Collected data entries:

____

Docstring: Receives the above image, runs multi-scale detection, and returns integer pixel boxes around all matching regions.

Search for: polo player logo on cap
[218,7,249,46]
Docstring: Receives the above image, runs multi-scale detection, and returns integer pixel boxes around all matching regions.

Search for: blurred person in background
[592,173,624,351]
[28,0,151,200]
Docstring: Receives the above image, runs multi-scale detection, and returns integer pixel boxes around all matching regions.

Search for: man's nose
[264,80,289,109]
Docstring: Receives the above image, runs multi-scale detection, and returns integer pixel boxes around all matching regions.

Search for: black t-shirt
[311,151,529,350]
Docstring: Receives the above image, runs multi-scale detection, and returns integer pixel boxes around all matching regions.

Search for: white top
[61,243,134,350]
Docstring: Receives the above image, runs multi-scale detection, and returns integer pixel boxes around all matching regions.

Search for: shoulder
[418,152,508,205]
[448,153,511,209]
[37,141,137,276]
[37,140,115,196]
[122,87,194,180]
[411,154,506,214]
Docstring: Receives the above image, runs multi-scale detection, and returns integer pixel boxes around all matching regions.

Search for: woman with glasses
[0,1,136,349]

____

TASK:
What should come out is the exact run of lines from the one holding "Search for: black t-shirt" through the end of the records above, and nothing besides.

SOLUTION FOR THIS TASK:
Search for: black t-shirt
[311,151,529,350]
Docstring: Receives the above image, runs multi-scale detection, and returns integer pixel boxes around all matching regions.

Search for: white top
[61,243,134,350]
Docstring: Receives the above image, runs multi-scale detection, and returns integer pixel boxes around all matching regions.

Search for: shoulder
[418,152,508,205]
[448,153,511,209]
[37,141,137,276]
[37,140,115,196]
[122,87,194,180]
[411,154,506,214]
Docstring: Receives the above image, runs multi-scale detection, and returns integer pixel boxes around all matching regions.

Search for: woman with glasses
[0,1,136,349]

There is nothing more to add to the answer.